* **Extracted data**:
-- begin --
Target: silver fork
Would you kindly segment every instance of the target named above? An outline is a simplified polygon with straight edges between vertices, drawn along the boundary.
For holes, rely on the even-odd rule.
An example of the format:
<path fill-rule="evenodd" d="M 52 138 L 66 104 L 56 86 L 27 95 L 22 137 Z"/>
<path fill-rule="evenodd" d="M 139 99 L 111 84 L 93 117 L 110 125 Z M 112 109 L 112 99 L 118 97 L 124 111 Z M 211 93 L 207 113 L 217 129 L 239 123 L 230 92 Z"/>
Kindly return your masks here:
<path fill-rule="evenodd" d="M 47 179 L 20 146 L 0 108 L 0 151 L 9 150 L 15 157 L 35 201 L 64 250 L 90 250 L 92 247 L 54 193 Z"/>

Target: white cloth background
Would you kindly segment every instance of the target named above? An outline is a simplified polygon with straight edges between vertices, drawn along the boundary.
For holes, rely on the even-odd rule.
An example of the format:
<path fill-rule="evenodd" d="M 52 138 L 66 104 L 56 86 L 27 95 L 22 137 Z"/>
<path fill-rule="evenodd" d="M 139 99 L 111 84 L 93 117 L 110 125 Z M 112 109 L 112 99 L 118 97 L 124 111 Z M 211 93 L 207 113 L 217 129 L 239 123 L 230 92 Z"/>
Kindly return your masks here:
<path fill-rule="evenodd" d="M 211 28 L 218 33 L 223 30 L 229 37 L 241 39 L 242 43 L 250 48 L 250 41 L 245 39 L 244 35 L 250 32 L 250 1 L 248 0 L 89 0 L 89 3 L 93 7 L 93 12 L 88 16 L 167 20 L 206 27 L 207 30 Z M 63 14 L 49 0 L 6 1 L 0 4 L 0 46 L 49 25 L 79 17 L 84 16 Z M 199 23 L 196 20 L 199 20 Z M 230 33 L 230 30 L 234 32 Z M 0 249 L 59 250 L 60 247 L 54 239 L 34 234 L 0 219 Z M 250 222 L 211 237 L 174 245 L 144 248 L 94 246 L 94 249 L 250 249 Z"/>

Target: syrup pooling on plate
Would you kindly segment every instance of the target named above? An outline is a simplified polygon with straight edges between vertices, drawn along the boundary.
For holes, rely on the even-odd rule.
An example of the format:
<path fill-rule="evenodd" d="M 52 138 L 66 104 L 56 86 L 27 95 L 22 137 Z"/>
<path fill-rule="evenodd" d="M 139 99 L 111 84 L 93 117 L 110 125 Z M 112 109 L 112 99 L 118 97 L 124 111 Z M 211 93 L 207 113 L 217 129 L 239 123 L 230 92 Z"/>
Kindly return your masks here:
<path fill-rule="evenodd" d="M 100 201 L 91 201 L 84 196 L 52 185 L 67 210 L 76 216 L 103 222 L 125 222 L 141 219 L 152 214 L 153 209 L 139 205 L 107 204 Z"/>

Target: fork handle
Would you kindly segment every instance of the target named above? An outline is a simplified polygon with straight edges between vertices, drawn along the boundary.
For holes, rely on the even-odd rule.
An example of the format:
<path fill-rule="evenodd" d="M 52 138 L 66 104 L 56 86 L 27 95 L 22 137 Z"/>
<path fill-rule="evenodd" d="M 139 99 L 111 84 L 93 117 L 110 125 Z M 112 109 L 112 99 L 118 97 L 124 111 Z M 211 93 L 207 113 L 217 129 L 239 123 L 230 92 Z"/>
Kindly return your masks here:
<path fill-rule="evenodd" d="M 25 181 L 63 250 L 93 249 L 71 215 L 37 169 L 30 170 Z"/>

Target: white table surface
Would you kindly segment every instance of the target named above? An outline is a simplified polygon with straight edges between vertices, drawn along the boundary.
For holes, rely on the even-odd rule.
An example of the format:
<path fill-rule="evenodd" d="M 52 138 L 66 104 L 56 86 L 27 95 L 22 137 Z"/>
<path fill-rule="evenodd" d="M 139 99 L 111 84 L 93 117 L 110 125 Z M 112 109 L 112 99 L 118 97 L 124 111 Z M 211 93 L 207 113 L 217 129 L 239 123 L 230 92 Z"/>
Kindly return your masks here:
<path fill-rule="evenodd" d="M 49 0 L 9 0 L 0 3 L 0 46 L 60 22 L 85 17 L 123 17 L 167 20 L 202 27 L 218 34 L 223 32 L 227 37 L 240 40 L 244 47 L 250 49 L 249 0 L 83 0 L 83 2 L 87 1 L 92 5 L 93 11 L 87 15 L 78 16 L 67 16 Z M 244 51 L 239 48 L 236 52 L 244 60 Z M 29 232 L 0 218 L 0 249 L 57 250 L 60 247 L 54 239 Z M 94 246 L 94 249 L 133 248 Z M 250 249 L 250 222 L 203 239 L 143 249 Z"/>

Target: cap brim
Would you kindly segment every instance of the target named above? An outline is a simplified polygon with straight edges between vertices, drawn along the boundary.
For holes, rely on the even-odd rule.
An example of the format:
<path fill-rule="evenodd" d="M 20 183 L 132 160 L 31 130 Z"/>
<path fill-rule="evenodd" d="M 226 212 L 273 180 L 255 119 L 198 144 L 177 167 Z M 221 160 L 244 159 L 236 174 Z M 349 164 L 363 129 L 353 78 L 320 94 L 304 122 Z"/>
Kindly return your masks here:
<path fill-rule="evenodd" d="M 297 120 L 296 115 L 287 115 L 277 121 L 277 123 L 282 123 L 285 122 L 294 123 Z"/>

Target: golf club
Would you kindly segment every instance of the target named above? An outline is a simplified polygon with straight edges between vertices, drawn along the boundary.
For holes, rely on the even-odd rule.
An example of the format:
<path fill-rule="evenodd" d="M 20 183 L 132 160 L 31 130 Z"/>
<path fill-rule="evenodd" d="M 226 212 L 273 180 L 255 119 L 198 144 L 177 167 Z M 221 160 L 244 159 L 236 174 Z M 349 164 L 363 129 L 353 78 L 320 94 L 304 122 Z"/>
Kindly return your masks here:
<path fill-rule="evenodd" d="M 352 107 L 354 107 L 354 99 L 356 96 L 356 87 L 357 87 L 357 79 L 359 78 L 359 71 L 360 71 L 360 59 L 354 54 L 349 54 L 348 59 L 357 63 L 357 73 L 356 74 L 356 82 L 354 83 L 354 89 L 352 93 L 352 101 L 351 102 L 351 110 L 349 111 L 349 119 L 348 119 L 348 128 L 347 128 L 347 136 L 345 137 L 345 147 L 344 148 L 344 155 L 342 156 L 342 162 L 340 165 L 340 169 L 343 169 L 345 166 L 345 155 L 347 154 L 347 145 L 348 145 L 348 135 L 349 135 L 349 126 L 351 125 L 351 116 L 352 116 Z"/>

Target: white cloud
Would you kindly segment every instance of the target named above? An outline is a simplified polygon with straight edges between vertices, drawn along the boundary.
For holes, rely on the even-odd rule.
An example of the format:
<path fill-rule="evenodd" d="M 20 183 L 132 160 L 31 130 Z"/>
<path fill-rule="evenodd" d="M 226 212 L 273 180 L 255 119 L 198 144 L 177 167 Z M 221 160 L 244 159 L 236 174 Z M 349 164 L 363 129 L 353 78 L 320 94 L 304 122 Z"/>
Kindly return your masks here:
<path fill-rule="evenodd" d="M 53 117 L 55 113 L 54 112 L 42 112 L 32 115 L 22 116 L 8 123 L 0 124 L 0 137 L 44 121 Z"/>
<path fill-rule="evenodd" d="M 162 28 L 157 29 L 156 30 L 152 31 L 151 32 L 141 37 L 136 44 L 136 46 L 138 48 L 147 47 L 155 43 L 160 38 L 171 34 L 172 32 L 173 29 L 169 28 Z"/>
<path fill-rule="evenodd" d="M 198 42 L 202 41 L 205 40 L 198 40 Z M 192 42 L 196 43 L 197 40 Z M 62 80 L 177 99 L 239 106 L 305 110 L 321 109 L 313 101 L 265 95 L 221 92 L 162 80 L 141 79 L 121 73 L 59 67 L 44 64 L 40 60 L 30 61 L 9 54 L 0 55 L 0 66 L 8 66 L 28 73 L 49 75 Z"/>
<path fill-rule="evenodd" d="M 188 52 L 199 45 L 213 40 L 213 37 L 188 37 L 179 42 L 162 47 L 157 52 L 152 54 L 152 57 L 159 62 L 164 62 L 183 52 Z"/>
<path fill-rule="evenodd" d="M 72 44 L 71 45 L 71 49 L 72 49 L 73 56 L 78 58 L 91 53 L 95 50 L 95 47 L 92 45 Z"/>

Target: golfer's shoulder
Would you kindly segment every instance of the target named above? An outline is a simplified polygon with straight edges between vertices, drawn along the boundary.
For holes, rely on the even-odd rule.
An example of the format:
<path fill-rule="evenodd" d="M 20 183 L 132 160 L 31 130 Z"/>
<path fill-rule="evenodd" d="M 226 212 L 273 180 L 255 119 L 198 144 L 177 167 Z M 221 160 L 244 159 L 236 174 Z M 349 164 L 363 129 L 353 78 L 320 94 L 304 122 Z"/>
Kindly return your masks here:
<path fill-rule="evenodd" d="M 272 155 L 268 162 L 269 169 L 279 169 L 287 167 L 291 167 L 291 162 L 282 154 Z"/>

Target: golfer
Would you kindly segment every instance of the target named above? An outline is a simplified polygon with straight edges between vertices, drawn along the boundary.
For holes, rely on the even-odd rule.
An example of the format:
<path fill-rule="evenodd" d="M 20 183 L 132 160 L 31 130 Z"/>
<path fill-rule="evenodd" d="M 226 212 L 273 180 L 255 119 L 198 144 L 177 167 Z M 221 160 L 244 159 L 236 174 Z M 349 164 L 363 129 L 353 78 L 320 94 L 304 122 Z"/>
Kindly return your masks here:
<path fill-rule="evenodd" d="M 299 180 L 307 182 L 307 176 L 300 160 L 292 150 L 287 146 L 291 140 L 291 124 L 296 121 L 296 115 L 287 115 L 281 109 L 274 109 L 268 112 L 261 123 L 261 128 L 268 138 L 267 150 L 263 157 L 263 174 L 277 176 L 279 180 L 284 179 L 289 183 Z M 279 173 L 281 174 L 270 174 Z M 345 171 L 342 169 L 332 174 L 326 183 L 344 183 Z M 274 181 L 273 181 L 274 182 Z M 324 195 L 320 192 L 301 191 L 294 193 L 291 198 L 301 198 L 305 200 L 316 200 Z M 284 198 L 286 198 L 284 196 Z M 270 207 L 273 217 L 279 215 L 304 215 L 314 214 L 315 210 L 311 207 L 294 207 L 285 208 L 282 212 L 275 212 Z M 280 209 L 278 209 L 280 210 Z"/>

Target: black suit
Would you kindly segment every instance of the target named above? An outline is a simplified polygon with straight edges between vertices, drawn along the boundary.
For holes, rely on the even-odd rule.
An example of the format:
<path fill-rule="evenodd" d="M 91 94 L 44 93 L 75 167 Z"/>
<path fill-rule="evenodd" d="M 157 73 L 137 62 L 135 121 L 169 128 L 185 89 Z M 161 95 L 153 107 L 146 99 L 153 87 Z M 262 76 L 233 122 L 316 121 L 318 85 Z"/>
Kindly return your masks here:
-- end --
* **Given request**: Render the data from the line containing "Target: cap brim" up to and including the line containing "297 120 L 296" as a Markdown table with the columns Row and Line, leaving out blank lines.

* **Solution for this exercise**:
| Row | Line |
|---|---|
| 1 | Target: cap brim |
| 2 | Would you kindly segment every instance of the target named above? An outline is a simplified polygon with straight edges between vertices, drawn along the boundary. |
| 3 | For holes, rely on the even-odd rule. |
| 4 | An example of the format: |
| 5 | <path fill-rule="evenodd" d="M 20 183 L 132 160 L 31 130 Z"/> |
| 6 | <path fill-rule="evenodd" d="M 226 212 L 273 180 L 255 119 L 198 144 L 177 167 Z M 221 160 L 244 159 L 236 174 Z M 349 164 L 363 129 L 353 78 L 320 94 L 304 122 Z"/> |
| 7 | Kindly return your masks here: |
| 8 | <path fill-rule="evenodd" d="M 297 120 L 296 115 L 287 115 L 277 121 L 277 123 L 282 123 L 285 122 L 294 123 Z"/> |